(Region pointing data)
-----

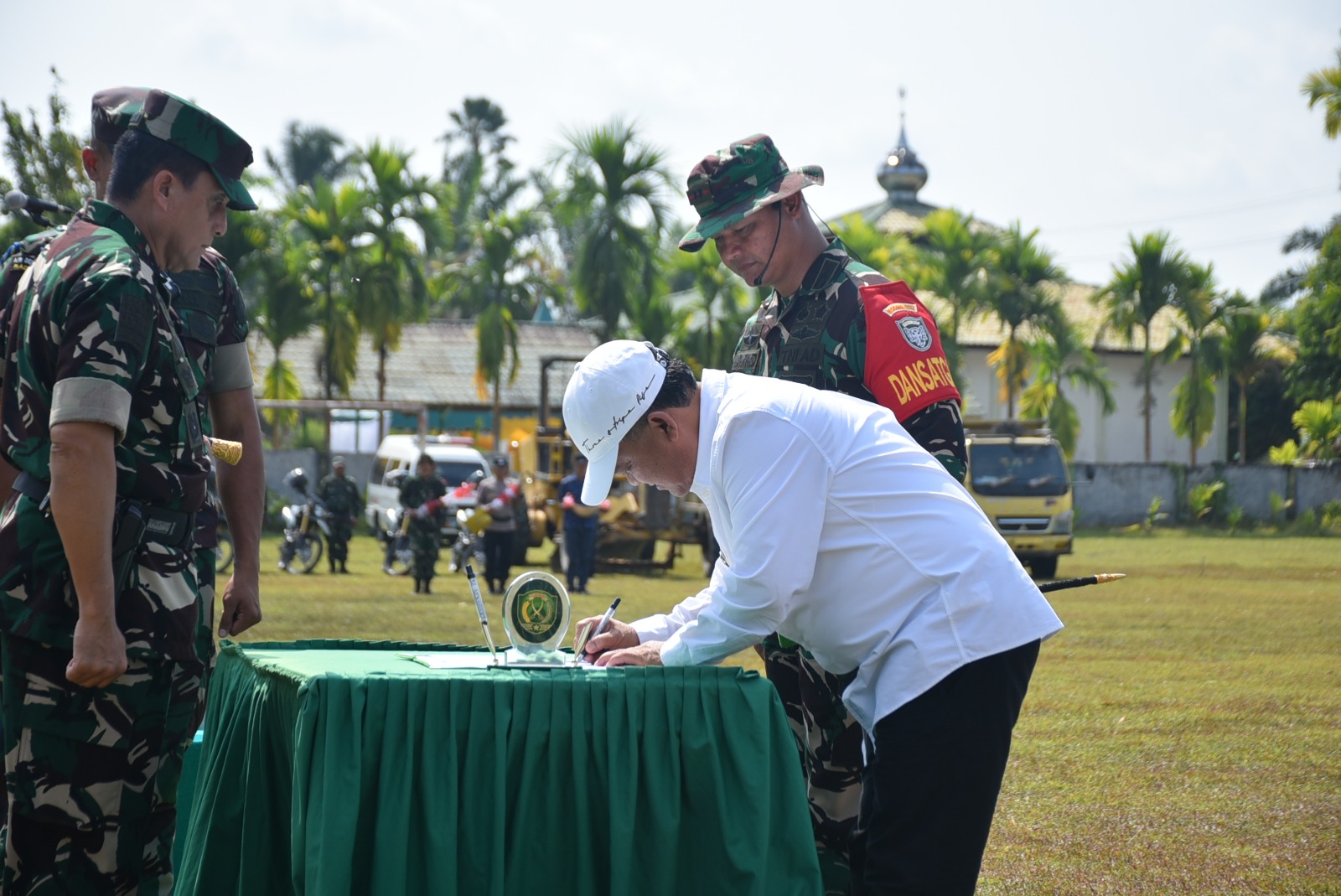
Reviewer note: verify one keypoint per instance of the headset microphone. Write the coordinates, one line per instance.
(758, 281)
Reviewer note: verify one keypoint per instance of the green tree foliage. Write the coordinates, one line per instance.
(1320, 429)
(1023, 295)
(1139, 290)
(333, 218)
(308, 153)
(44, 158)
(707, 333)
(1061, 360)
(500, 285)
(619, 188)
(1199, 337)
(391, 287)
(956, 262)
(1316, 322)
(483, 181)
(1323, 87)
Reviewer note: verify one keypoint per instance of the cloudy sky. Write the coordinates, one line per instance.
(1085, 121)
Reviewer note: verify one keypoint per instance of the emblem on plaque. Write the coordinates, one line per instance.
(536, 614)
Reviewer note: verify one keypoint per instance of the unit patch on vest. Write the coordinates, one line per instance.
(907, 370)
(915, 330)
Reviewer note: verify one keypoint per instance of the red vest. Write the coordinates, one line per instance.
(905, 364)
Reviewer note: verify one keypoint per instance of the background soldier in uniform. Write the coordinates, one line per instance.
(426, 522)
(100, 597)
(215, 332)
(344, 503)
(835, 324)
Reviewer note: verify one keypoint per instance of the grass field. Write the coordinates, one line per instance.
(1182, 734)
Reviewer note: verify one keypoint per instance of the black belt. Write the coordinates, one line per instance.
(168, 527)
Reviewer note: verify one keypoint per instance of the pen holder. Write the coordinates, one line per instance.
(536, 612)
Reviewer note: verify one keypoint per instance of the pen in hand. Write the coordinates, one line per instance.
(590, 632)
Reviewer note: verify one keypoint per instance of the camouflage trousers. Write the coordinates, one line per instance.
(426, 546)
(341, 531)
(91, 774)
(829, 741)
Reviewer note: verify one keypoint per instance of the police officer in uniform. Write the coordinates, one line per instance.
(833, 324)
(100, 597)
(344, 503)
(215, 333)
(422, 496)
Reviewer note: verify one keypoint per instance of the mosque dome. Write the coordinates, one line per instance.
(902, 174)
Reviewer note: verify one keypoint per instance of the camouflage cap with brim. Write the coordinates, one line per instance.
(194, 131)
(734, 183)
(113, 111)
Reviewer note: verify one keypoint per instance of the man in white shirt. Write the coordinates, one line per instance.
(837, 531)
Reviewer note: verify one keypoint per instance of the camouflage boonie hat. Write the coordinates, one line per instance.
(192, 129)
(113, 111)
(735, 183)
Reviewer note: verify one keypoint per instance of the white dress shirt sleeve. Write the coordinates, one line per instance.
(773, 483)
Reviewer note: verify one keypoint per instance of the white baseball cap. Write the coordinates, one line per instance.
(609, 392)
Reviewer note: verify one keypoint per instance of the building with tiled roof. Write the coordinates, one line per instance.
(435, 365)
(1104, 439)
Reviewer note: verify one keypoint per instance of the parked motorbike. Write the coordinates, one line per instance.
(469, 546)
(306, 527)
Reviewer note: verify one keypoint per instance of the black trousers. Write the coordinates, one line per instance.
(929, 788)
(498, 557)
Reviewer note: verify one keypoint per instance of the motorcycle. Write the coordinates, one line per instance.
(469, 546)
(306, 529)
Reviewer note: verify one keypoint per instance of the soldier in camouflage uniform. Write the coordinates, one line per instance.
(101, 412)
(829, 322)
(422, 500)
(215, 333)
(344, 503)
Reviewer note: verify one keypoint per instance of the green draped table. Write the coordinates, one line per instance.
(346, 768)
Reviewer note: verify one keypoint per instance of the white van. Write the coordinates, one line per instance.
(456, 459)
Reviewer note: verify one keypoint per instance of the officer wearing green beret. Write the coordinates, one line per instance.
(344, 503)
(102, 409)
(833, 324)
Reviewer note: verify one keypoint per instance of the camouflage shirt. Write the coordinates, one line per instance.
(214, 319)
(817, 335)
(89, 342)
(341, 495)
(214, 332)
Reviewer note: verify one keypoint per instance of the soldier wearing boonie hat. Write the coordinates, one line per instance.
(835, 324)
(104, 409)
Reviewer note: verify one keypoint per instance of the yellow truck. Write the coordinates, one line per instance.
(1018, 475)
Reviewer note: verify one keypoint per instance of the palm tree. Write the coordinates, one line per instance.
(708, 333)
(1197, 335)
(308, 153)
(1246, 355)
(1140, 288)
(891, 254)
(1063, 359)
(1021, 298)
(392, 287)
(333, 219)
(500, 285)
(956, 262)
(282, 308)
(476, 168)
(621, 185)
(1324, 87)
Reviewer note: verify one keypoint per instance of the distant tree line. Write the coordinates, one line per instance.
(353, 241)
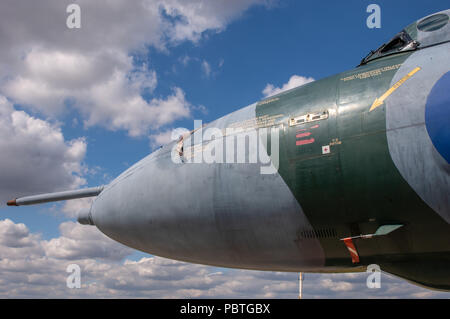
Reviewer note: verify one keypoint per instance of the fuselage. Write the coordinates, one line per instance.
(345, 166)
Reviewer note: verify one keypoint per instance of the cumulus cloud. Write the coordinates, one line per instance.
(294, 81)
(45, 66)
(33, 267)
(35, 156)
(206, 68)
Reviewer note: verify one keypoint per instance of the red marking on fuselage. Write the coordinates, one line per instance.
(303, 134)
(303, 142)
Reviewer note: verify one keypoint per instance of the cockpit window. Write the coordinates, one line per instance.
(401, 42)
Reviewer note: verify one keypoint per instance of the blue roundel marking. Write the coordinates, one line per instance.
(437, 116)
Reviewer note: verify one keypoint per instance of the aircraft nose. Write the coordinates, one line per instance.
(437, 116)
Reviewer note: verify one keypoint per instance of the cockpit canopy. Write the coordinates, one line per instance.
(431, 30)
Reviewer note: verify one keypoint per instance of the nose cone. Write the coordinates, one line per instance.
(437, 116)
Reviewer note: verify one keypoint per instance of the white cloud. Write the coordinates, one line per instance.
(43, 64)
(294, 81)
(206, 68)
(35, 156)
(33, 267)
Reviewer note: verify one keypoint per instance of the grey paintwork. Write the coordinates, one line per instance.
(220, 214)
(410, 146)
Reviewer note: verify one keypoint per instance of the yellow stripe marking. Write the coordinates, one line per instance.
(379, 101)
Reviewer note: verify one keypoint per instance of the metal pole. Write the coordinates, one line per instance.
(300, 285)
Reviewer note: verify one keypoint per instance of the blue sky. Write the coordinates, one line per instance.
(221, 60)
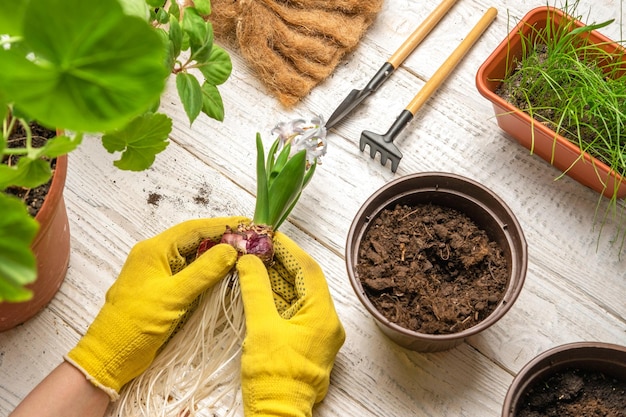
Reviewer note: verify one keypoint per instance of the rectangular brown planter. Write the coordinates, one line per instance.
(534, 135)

-----

> _YOUR TASK_
Omitting the pictures, copy each record above exactly as it stands.

> _YOUR RESPONSE_
Reviewer note: verify one keypoint per instance of the headset microphone. Write the coordinates, one line per instance.
(758, 281)
Reviewer note: verify one keypoint per instance of the green tree foliage. Write the coordinates, one line per instance.
(1320, 429)
(1023, 295)
(1139, 290)
(333, 218)
(308, 153)
(44, 158)
(707, 333)
(1061, 360)
(500, 285)
(619, 188)
(1199, 337)
(391, 287)
(956, 262)
(1316, 322)
(483, 181)
(1323, 87)
Reviewer note: verify one keypoint per instance of the cloudy sky. Write the coordinates, one line per instance.
(1085, 121)
Reviewer note: verify one keypoint per instance of the emblem on plaque. Write the coordinates, one line per instance.
(536, 614)
Reviewer note: verify one keypoint per instance of the unit patch on vest. Write the coordinates, one line per instance.
(907, 370)
(915, 330)
Reviewer note: verify one keypoint per instance of the red vest. Write the coordinates, one line per instance.
(905, 364)
Reviewer note: verify one keypoint per instance of the background soldier in uniform. Write the coordinates, one line per instance.
(426, 522)
(100, 597)
(215, 332)
(344, 503)
(835, 324)
Reviewer note: verify one keypoint per instance of the grass field. Write the coordinates, one line per instance.
(1182, 734)
Reviewer note: verify one keypoint per instance of the black belt. Write the coordinates, one line per instance.
(168, 527)
Reviewer note: verify one keypoint per instance of the pen holder. Write the coordinates, one line per instance.
(536, 612)
Reviewer note: verify one keypoint per instance of the pen in hand. Write the coordinates, one line per instance.
(590, 632)
Reviewer note: verify one keypoint per instance of the camouflage trousers. Write the coordinates, one line per instance.
(426, 546)
(341, 531)
(91, 774)
(829, 741)
Reviewer note: verify one keypoint per instance of the police officer in uniform. Write the coordinates, one line per instance.
(833, 324)
(100, 597)
(344, 503)
(215, 333)
(422, 496)
Reviewer note: verify one keypoint per instance of the mosque dome. Write the coordinates, one line per instance.
(902, 174)
Reviewer note: verify one keypoint per instance of the camouflage cap with brim. Write the coordinates, one line per instance.
(194, 131)
(734, 183)
(113, 111)
Reviewer note: verify one keypoint per instance of the man in white shirt. Write the coordinates, one line per instance.
(837, 531)
Reviewer note: verify one keypoint per instance of the camouflage boonie hat. Write the coordinates, one line per instance.
(192, 129)
(113, 111)
(735, 183)
Reviewer note: verify one keypoint per instance of the white dress shirt sleeve. Write the coordinates, one line per instance.
(773, 483)
Reviewer note: verify one keypoint per instance of the white baseball cap. Write the coordinates, one line per instance.
(609, 392)
Reviewer note: verify one keypoint per instance of the building with tiled roof. Write the coordinates, one line per instance.
(435, 365)
(1104, 439)
Reviewer note: verify one keypoint per instance of the parked motorbike. Write the coordinates, one line per instance.
(469, 546)
(306, 527)
Reviewer note: verify one keypoint per instance of the black trousers. Write the coordinates, one line per instance.
(929, 788)
(498, 557)
Reviewer note: verify one keypoint per instance of the motorcycle. Write the coordinates, one line per instance.
(469, 546)
(306, 529)
Reviewer note: verify one keypoint per instance of the soldier in camouflage uniform. Write the coordinates, one line per instance.
(101, 412)
(829, 322)
(422, 500)
(215, 333)
(344, 503)
Reviewer note: verify one keypoint per instance of the green draped table. Write the coordinates, one line per instance.
(346, 768)
Reviewer note: verify one keypoint per instance of the white van. Write the coordinates, one line per instance.
(456, 459)
Reviewer note: verify one keypoint per instance of the officer wearing green beret. Write the coordinates, one line per instance.
(344, 503)
(102, 409)
(833, 324)
Reviewer note: verify one keypoint per instance of the camouflage shirt. Write the coordinates, one line per instance.
(214, 319)
(817, 335)
(89, 342)
(341, 495)
(214, 332)
Reviewer note: verify one keypoint per instance of the soldier wearing boonie hat. Write the coordinates, one line per instance.
(835, 324)
(104, 409)
Reviewer note: verify one keypoint per instance of the yellow truck. Write the coordinates, one line per instance.
(1018, 475)
Reviewer note: verify one keypoint per instance of the palm tree. Write the coordinates, one line per instance.
(708, 333)
(1197, 335)
(308, 153)
(1246, 355)
(1140, 288)
(891, 254)
(1063, 359)
(1021, 298)
(392, 287)
(333, 219)
(500, 285)
(956, 262)
(282, 308)
(476, 168)
(621, 185)
(1324, 87)
Reviewer note: verify one keypoint per instance of the distant tree line. Write the coordinates, one line per instance.
(353, 241)
Reviewer note: verify one keypoint per instance of the fuselage. Write the coordinates, one line per instance.
(345, 166)
Reviewer note: verify one keypoint per instance of the cumulus cloud. Write the coordinates, one line per instance.
(294, 81)
(45, 66)
(33, 267)
(35, 156)
(206, 68)
Reviewer note: verify one keypoint per instance of the red marking on fuselage. Write the coordinates, one line per instance.
(303, 134)
(303, 142)
Reviewer note: verify one keypoint per instance of the cockpit window. Write the coordinates, one line per instance.
(401, 42)
Reviewer note: verify one keypoint per instance of the blue roundel marking. Write the coordinates, one line per instance.
(437, 116)
Reviewer note: verify one keypoint per instance of the aircraft nose. Write the coordinates, one line per instance.
(437, 116)
Reviewer note: verify one keypoint per instance of the cockpit canopy. Write the coordinates, one line per instance.
(431, 30)
Reviewer note: verify one keypoint per instance of the nose cone. Write the coordinates, one line per instance.
(437, 116)
Reviewer note: verify one keypoint per instance of the white cloud. Write the coordinates, one line per instance.
(43, 64)
(294, 81)
(206, 68)
(35, 156)
(33, 267)
Reviewer note: verify one keypoint per instance of the grey paintwork. Write the coordinates, one line per instance.
(220, 214)
(410, 146)
Reviewer note: verify one keypoint per instance of the yellow stripe marking. Write the coordinates, one line per instance.
(379, 101)
Reviewer note: verify one keypoint per instance of the metal pole. Write the coordinates, one line per instance.
(300, 285)
Reviewer note: verify one keypoint per instance of the blue sky. Write the coordinates, one line per instance.
(221, 60)
Reviewer note: verify one keypoint per instance of the rectangular brown planter. Write the coordinates, one line per instance.
(534, 135)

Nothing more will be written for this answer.